### Text
## Begin
Nashville and Davidson County’s arts and culture industry generates $429.3 million in annual economic activity, supports 14,277 full-time equivalent jobs and generates $51.1 million in local and state government revenues. These numbers come courtesy of the Arts & Economic Prosperity 5 national impact study, conducted by Americans for the Arts, in partnership with the Tennessee Arts Commission and Metro Arts. The study was announced this morning at a press conference at the Nashville Ballet’s Martin Center by Nashville Mayor Megan Barry; Jen Cole, Director of Metro Arts; leaders of local arts and culture organizations; and board members of the Nashville Arts Coalition, including NAC membership chair Kelly Corcoran.
## End
### Data entries
## Begin
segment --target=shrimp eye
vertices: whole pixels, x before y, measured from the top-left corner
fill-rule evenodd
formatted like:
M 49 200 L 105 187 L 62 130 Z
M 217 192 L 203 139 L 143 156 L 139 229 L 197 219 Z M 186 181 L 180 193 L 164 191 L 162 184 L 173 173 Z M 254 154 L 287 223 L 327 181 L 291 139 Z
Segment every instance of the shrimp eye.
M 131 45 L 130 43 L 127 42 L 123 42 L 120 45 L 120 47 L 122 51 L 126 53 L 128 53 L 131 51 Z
## End
### Tasks and exercises
• a. According to the Nashville arts impact text, how many full-time equivalent jobs does the arts and culture industry support?
• b. Please write what comes next in the Nashville arts impact text, picking up after its last sentence.
The entries have no connection to the Nashville arts impact text.

### Answers to each task
• a. 14,277 full-time equivalent jobs.

• b.
“The arts doesn’t just fill our hearts, they fill our minds,” said Barry at the press conference. “They create jobs. They bring in tourists. And they generate tax revenue. One of the biggest reasons why we increased the Metro Arts grant budget this year by $500,000 was because we know that the arts makes Nashville special. And we know that the arts are an essential part of success. They make us a culturally vibrant, economically vibrant global city. And that is what Nashville is known as around the world. The arts are part of our special sauce.”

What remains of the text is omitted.